**What to work on:** Write the entries again exactly, with no line missing.

════════

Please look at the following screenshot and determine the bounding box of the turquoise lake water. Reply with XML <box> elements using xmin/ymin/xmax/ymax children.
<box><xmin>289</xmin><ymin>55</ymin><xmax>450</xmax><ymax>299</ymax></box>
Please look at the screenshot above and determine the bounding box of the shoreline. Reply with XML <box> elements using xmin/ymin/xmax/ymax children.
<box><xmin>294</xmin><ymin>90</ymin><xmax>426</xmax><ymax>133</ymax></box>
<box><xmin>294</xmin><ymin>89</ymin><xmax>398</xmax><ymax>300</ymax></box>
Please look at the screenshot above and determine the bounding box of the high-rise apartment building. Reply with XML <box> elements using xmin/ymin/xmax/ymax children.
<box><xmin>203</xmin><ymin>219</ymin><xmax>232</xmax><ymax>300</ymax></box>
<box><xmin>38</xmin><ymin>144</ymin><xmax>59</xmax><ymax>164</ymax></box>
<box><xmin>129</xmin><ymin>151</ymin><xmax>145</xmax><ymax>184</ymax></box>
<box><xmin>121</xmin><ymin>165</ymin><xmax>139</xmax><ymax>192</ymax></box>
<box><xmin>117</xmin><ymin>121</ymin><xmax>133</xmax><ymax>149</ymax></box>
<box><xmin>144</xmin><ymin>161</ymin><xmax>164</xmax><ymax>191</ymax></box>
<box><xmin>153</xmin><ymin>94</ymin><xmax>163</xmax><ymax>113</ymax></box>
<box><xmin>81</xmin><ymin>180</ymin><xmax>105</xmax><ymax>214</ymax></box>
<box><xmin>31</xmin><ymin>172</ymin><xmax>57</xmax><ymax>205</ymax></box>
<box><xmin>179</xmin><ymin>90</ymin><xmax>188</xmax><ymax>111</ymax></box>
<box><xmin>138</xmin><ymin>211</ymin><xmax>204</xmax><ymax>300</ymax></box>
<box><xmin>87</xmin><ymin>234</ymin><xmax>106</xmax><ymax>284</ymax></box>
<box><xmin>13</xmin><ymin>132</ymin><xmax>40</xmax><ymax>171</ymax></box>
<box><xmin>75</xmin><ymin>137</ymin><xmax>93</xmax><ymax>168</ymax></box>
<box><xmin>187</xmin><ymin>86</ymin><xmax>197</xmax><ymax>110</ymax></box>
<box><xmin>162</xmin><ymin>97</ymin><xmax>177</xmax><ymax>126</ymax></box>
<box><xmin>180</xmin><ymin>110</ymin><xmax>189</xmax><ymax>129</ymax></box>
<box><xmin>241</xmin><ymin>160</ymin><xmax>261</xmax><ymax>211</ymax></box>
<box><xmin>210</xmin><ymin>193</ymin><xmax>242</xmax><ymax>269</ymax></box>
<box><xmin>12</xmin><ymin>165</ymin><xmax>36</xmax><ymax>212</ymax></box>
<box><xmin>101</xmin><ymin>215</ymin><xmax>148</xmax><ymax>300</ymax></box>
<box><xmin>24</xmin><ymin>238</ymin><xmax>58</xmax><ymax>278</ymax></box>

════════

**Result of this task:**
Please look at the following screenshot and determine the bounding box of the turquoise lake water. Reply with XML <box> elements using xmin/ymin/xmax/ymax children.
<box><xmin>289</xmin><ymin>55</ymin><xmax>450</xmax><ymax>299</ymax></box>
Please look at the screenshot above and determine the bounding box of the shoreline. Reply with XML <box> elements using xmin/ymin/xmax/ymax children.
<box><xmin>294</xmin><ymin>90</ymin><xmax>426</xmax><ymax>133</ymax></box>
<box><xmin>294</xmin><ymin>89</ymin><xmax>398</xmax><ymax>300</ymax></box>
Please look at the screenshot above and determine the bounding box of the high-rise apartment building. Reply with XML <box> elements using xmin/ymin/xmax/ymax children.
<box><xmin>203</xmin><ymin>219</ymin><xmax>232</xmax><ymax>300</ymax></box>
<box><xmin>38</xmin><ymin>144</ymin><xmax>59</xmax><ymax>164</ymax></box>
<box><xmin>129</xmin><ymin>151</ymin><xmax>145</xmax><ymax>184</ymax></box>
<box><xmin>121</xmin><ymin>165</ymin><xmax>139</xmax><ymax>192</ymax></box>
<box><xmin>117</xmin><ymin>121</ymin><xmax>133</xmax><ymax>149</ymax></box>
<box><xmin>144</xmin><ymin>161</ymin><xmax>164</xmax><ymax>191</ymax></box>
<box><xmin>153</xmin><ymin>94</ymin><xmax>163</xmax><ymax>113</ymax></box>
<box><xmin>81</xmin><ymin>180</ymin><xmax>105</xmax><ymax>214</ymax></box>
<box><xmin>31</xmin><ymin>172</ymin><xmax>57</xmax><ymax>205</ymax></box>
<box><xmin>179</xmin><ymin>90</ymin><xmax>188</xmax><ymax>111</ymax></box>
<box><xmin>138</xmin><ymin>211</ymin><xmax>204</xmax><ymax>300</ymax></box>
<box><xmin>87</xmin><ymin>234</ymin><xmax>106</xmax><ymax>284</ymax></box>
<box><xmin>13</xmin><ymin>132</ymin><xmax>40</xmax><ymax>171</ymax></box>
<box><xmin>75</xmin><ymin>137</ymin><xmax>93</xmax><ymax>168</ymax></box>
<box><xmin>187</xmin><ymin>86</ymin><xmax>197</xmax><ymax>110</ymax></box>
<box><xmin>162</xmin><ymin>97</ymin><xmax>177</xmax><ymax>126</ymax></box>
<box><xmin>180</xmin><ymin>110</ymin><xmax>189</xmax><ymax>129</ymax></box>
<box><xmin>241</xmin><ymin>160</ymin><xmax>261</xmax><ymax>211</ymax></box>
<box><xmin>210</xmin><ymin>193</ymin><xmax>242</xmax><ymax>269</ymax></box>
<box><xmin>12</xmin><ymin>165</ymin><xmax>36</xmax><ymax>212</ymax></box>
<box><xmin>101</xmin><ymin>215</ymin><xmax>148</xmax><ymax>300</ymax></box>
<box><xmin>24</xmin><ymin>238</ymin><xmax>58</xmax><ymax>278</ymax></box>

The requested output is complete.